ОПИСАНИЕ ЗАДАНИЯ: Выведите целиком и без единого изменения текст о ежедневном испытании совести.

ТЕКСТОВЫЙ БЛОК:
···

Мюллер описывает это «священное упражнение» прежде всего как «испытание совести и сердца». В своей «Школе креста, покаяния и молитвы», собрании проповедей по мотивам 143 псалма Давида, впервые вышедшем в 1661 г., он пишет: «Ежедневное испытание совести должно быть для христианина настольно милее, насколько оно превосходит другие части христианства по нужности и необходимости. Необходимость его велика. Ибо без этого священного упражнения все остальное не принесет плодов. Допустим, ты каждый день слушаешь по тысячи проповедей, это не произведет благотворного действия, если ты вечером себе самому не проповедуешь, себя самого не ободряешь, не предостерегаешь, не наказываешь. […] Допустим, ты исповедуешься сто раз в день, и все же это будет напрасно и не принесет в сердце спокойствия и радости, если ты вечером не исповедуешься самому себе и не отпускаешь самому себе грехи. Всякое богослужение тщетно, если ты не возьмешься, как подобает, за самого себя и не будешь учиться изо дня в день преодолевать самого себя. […] Без испытания совести мы никогда не достигнем глубокого благочестия».177

На примере этой цитаты можно проследить несколько тенденций характерных для развития протестантизма в раннее Новое время.

···

[Фрагменты данных об ограничивающих рамках]
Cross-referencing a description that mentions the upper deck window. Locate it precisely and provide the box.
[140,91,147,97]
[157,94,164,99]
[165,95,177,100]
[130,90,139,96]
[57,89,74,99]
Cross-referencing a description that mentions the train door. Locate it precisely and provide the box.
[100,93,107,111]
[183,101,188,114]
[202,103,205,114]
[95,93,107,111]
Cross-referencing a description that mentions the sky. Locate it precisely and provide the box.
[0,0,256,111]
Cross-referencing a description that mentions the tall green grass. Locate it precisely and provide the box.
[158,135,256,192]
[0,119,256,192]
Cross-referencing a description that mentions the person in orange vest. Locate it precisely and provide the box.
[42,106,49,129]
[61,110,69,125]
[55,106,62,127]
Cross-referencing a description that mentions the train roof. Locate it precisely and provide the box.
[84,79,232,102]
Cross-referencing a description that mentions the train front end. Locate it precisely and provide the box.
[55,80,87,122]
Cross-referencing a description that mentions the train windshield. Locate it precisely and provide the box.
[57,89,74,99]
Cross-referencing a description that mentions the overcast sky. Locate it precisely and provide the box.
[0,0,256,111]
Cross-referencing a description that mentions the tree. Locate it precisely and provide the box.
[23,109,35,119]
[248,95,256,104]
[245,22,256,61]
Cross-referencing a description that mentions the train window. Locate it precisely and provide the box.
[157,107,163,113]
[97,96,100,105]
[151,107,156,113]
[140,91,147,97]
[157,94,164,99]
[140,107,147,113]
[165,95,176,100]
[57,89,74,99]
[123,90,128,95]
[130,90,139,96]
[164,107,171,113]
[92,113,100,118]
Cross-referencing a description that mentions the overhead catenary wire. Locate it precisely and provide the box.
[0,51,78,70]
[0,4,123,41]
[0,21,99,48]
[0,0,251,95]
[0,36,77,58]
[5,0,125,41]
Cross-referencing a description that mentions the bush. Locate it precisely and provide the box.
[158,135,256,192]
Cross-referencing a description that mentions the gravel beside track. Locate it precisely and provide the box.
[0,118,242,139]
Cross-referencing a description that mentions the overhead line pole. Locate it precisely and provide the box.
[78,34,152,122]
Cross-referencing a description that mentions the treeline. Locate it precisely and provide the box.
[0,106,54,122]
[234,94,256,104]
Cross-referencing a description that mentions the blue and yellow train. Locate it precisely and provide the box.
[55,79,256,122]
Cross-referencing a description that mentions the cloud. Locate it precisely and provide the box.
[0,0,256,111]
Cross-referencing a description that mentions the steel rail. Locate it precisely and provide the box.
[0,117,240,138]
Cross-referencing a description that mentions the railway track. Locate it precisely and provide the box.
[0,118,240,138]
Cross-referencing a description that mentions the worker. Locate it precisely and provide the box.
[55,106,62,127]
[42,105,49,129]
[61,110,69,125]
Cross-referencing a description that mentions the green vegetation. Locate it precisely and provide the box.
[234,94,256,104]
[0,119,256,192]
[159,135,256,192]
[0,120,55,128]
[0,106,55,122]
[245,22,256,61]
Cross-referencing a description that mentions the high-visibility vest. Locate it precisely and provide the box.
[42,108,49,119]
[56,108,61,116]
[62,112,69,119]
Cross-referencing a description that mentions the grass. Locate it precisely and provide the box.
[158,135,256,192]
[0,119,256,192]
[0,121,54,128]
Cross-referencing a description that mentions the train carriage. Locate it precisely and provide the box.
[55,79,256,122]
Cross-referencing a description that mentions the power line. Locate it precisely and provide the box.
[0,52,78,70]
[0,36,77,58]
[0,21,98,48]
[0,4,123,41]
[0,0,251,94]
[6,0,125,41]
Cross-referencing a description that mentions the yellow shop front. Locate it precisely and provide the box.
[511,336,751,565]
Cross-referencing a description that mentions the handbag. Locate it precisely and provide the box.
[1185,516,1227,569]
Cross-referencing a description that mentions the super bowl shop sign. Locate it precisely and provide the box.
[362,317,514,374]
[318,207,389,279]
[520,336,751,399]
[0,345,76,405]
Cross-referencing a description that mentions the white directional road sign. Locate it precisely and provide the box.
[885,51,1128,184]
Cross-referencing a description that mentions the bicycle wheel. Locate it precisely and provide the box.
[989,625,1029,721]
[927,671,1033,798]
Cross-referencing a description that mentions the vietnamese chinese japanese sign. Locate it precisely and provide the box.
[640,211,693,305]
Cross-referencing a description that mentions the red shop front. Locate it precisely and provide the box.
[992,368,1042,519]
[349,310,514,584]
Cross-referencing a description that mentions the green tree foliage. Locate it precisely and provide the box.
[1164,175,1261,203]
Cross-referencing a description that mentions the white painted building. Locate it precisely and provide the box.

···

ПРАВИЛЬНЫЙ ОТВЕТ:
Мюллер описывает это «священное упражнение» прежде всего как «испытание совести и сердца». В своей «Школе креста, покаяния и молитвы», собрании проповедей по мотивам 143 псалма Давида, впервые вышедшем в 1661 г., он пишет: «Ежедневное испытание совести должно быть для христианина настольно милее, насколько оно превосходит другие части христианства по нужности и необходимости. Необходимость его велика. Ибо без этого священного упражнения все остальное не принесет плодов. Допустим, ты каждый день слушаешь по тысячи проповедей, это не произведет благотворного действия, если ты вечером себе самому не проповедуешь, себя самого не ободряешь, не предостерегаешь, не наказываешь. […] Допустим, ты исповедуешься сто раз в день, и все же это будет напрасно и не принесет в сердце спокойствия и радости, если ты вечером не исповедуешься самому себе и не отпускаешь самому себе грехи. Всякое богослужение тщетно, если ты не возьмешься, как подобает, за самого себя и не будешь учиться изо дня в день преодолевать самого себя. […] Без испытания совести мы никогда не достигнем глубокого благочестия».177

На примере этой цитаты можно проследить несколько тенденций характерных для развития протестантизма в раннее Новое время.